**Exercise description:** Look through the entries below and report every line that has "target".

**Supplied data:**
——————————
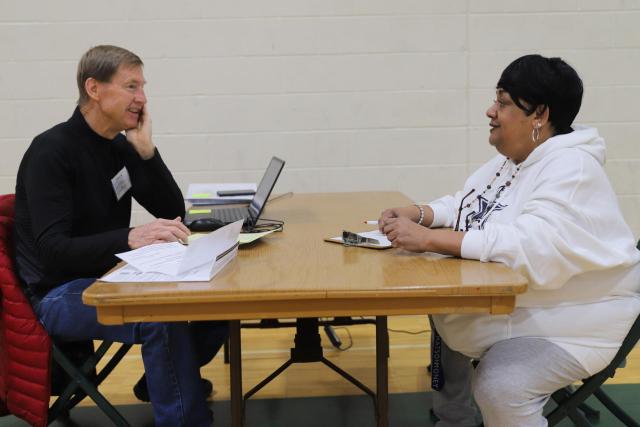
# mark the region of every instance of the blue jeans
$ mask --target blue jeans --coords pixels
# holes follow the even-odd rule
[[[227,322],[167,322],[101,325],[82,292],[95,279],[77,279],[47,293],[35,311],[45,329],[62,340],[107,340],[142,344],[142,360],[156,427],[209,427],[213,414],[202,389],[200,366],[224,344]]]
——————————
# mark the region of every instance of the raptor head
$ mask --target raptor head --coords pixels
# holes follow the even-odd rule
——————————
**Task response:**
$ mask --target blue jeans --coords pixels
$ mask --target raptor head --coords pixels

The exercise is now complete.